Keep only those lines of the records that include the string "twig".

Point-per-instance localization data
========

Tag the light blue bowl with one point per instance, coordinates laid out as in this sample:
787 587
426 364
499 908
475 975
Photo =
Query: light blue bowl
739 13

========

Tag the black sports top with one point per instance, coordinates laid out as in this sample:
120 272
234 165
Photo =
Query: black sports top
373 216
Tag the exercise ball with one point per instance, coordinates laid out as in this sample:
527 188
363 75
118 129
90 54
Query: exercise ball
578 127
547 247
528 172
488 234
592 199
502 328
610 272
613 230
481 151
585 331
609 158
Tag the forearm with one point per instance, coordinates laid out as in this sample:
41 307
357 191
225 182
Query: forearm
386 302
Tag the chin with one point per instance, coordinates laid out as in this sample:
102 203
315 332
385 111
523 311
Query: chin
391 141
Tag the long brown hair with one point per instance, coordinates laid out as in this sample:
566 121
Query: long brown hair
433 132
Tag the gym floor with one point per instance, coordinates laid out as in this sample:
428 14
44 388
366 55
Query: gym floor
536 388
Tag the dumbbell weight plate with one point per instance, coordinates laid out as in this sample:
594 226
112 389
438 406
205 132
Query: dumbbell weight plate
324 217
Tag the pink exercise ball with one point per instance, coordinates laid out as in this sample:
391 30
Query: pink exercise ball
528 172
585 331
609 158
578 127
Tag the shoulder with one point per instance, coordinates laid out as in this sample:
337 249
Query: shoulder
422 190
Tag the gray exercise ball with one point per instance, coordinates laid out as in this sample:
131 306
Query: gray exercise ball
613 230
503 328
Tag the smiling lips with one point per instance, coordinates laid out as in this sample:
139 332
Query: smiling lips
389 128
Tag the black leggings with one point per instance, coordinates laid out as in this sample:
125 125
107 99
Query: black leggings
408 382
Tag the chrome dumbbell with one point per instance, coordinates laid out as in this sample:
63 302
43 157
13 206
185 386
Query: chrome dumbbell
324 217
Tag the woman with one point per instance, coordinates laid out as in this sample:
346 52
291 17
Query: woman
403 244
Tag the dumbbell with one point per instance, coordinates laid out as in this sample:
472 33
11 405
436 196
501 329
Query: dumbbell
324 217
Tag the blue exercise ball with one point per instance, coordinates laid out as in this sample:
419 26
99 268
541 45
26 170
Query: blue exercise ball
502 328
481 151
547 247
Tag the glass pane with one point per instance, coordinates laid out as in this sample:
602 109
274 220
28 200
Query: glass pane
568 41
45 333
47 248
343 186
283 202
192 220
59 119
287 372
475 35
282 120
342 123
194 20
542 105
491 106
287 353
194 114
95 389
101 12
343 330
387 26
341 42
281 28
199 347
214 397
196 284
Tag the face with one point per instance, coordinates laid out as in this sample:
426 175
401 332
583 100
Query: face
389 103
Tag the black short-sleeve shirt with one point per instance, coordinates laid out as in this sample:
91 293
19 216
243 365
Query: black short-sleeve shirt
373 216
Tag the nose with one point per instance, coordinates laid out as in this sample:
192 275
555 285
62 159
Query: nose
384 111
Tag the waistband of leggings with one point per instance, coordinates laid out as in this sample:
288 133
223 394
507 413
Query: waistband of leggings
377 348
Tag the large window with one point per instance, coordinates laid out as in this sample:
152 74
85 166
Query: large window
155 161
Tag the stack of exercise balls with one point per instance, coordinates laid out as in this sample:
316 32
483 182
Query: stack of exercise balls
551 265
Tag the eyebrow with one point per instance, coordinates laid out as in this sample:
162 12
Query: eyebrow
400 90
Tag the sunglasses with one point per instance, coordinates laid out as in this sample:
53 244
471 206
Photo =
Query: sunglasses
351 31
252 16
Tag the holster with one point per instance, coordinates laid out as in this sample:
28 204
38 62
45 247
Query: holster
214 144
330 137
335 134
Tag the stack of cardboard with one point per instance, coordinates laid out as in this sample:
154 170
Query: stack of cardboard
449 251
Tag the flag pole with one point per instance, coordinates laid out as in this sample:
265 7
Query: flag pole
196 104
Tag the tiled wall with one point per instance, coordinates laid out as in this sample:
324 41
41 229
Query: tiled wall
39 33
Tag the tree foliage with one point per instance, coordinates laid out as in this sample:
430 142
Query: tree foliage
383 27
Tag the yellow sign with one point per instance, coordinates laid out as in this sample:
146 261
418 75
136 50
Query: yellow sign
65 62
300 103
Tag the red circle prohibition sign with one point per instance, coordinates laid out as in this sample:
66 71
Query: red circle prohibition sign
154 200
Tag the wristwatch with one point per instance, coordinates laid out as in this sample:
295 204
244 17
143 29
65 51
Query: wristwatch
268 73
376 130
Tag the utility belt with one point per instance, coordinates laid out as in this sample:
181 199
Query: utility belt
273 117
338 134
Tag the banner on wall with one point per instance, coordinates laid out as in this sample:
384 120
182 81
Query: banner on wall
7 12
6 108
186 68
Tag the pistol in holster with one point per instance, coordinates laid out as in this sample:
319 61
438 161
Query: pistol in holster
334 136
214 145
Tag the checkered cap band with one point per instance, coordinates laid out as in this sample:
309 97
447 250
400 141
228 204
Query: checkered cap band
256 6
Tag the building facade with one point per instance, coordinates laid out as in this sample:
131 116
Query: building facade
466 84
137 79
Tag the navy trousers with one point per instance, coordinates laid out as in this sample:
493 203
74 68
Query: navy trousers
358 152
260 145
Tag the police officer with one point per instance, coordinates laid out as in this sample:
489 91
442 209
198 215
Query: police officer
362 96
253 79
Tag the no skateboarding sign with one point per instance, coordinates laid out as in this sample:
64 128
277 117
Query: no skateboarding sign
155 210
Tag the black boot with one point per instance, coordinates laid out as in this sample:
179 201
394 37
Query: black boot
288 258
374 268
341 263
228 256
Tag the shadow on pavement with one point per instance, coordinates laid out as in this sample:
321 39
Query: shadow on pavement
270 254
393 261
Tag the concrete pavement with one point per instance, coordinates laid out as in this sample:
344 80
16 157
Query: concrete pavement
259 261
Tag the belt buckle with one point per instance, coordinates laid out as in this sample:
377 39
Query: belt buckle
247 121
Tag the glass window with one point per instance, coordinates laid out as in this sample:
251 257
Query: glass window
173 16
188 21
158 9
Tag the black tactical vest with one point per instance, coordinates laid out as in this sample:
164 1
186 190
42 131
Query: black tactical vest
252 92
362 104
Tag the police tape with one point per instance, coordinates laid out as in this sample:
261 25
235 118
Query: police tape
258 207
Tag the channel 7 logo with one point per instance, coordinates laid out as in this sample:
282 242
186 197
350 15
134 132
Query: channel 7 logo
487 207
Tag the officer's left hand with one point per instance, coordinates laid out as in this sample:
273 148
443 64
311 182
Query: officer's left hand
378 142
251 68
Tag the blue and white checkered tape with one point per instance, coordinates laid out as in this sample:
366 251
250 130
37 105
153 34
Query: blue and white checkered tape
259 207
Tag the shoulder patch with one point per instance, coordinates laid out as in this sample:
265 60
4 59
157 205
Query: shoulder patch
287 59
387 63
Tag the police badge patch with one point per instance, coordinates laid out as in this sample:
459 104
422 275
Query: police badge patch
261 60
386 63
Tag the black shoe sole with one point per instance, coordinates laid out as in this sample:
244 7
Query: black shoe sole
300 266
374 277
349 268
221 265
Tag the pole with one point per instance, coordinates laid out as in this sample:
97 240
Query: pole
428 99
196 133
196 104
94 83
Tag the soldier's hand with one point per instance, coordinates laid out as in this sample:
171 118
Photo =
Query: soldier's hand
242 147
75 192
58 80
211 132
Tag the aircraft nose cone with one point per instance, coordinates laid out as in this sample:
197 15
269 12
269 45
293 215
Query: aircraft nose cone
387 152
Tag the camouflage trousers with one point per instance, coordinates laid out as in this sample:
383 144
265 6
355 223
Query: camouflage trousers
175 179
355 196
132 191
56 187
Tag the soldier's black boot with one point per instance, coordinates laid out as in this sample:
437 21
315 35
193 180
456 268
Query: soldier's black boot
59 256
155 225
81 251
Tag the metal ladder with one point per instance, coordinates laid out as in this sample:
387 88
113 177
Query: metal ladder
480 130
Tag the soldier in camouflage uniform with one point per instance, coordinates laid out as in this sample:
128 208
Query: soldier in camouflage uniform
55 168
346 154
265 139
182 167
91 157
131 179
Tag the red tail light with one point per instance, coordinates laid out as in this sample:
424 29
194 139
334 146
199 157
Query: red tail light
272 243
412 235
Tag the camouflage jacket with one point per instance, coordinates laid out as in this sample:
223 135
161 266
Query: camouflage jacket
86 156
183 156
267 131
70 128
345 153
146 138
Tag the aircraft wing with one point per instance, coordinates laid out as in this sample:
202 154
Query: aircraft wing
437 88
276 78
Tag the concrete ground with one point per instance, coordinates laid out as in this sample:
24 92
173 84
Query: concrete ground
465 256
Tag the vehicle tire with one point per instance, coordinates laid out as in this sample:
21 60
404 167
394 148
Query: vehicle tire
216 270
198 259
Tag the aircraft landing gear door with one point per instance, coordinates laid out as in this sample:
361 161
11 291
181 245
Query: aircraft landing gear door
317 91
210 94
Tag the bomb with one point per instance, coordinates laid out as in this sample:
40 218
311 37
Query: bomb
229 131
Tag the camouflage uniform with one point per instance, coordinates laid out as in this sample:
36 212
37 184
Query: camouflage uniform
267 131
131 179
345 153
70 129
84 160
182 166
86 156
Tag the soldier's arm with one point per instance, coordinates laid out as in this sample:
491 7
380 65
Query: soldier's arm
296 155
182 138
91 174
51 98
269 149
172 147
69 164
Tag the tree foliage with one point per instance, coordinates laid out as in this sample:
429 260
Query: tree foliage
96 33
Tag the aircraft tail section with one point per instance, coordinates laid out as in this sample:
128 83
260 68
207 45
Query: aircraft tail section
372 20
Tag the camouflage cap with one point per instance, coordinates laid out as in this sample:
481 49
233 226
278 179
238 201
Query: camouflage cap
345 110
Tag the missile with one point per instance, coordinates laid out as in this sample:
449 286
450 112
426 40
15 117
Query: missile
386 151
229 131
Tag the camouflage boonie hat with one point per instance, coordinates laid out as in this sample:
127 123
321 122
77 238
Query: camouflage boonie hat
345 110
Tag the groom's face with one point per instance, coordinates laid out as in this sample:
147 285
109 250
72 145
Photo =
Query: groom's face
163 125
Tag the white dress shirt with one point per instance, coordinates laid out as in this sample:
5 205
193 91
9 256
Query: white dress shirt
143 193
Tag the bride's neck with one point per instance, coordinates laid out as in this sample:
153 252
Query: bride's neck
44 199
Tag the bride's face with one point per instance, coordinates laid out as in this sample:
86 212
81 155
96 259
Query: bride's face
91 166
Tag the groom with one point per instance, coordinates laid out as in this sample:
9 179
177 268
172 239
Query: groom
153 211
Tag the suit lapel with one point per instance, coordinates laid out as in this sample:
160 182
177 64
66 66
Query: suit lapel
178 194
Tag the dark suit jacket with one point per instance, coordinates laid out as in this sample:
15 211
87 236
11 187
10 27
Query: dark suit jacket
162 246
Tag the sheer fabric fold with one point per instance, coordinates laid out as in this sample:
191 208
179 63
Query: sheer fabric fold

========

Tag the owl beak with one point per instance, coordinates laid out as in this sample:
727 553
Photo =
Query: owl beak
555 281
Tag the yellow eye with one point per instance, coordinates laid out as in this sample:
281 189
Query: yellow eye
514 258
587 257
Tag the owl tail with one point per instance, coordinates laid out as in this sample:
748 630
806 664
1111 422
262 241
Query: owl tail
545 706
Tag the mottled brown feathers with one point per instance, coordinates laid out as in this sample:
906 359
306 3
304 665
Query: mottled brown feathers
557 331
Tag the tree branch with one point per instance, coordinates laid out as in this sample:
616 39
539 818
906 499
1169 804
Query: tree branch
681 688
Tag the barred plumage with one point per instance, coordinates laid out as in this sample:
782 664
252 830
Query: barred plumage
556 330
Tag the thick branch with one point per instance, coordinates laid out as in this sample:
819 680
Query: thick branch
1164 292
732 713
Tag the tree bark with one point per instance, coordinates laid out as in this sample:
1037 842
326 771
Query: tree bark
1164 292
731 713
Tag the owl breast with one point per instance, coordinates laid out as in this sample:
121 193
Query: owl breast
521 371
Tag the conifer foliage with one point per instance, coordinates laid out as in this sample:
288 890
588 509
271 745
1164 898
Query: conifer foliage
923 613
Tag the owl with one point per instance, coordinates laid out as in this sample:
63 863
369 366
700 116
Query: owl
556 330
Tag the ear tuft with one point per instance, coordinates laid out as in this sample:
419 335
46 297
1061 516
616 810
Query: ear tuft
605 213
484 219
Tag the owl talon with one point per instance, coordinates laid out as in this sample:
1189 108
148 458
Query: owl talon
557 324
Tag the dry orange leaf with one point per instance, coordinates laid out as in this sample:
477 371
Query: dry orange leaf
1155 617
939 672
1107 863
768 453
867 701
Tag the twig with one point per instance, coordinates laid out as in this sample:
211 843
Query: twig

========

Output of the exercise
Tag the twig with one point per instance, coordinates laid out as in this sample:
Query: twig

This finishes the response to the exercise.